Excerpted data
----
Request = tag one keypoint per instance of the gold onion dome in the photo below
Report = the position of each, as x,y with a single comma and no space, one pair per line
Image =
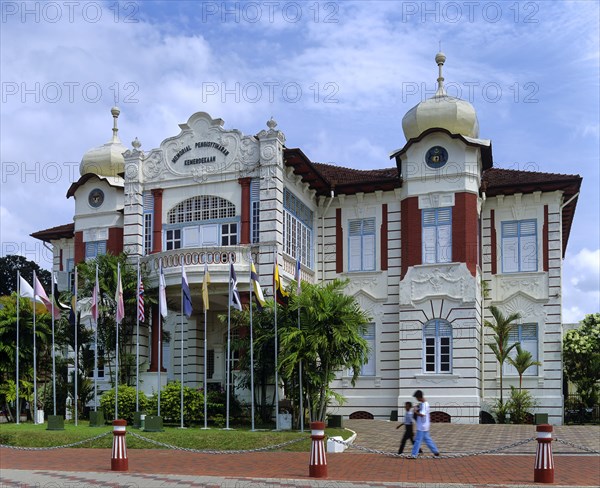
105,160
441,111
----
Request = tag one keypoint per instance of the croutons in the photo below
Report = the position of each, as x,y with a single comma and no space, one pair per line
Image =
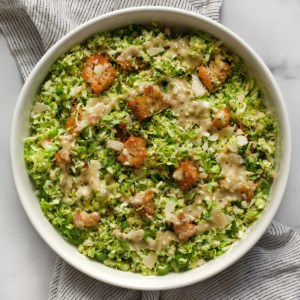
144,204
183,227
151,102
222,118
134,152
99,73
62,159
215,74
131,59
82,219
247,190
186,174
----
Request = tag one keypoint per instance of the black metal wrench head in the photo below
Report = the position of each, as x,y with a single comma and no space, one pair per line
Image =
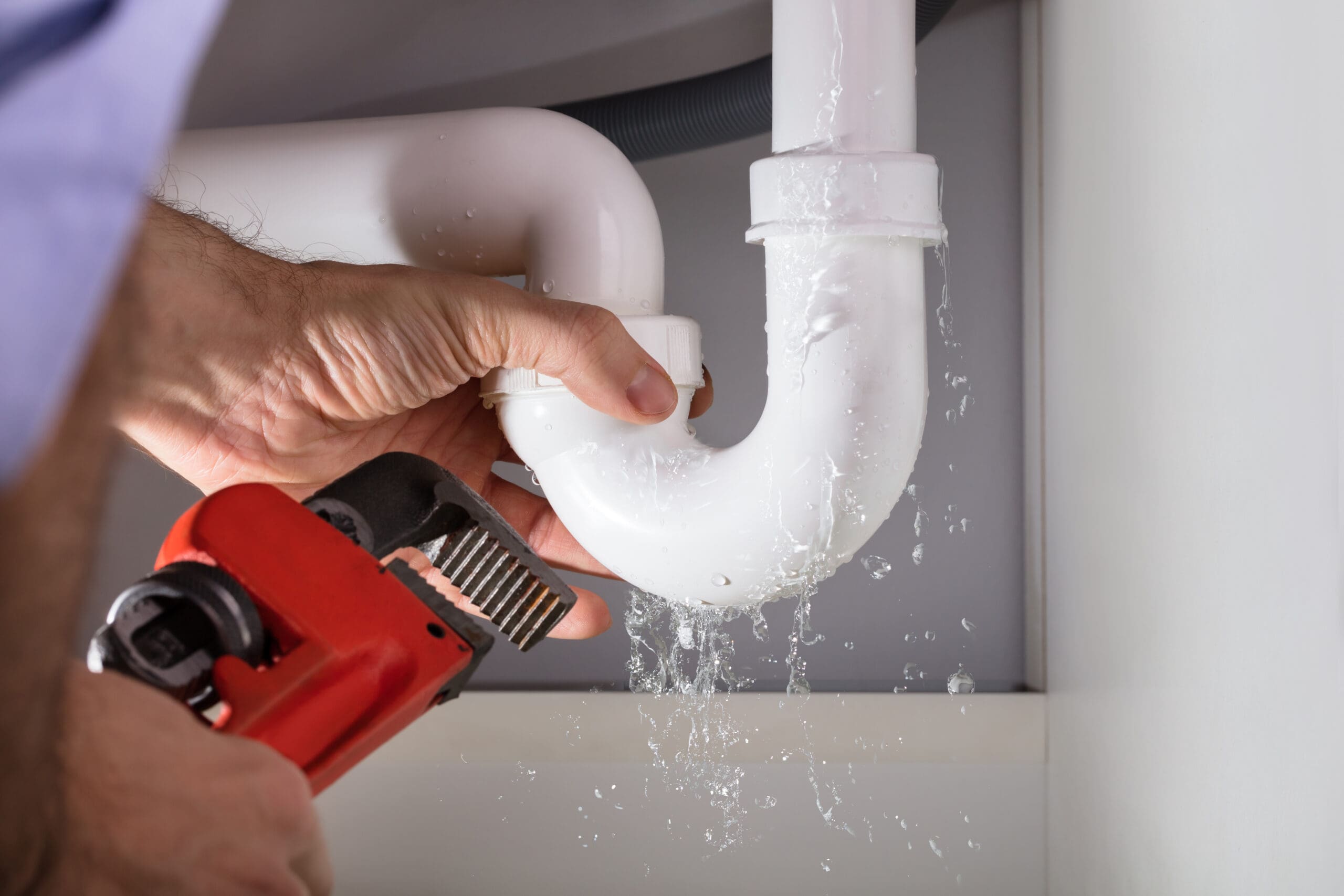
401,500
----
Assigned task
Read each line of the material, and wherever the word "keypoint" turns up, copy that line.

Result of this task
Request = tag one keypoint per instance of the gold onion dome in the photo below
Request = tag one keypoint per instance of the croutons in the photo below
Request = tag one keypoint per instance of the black metal wrench head in the photo below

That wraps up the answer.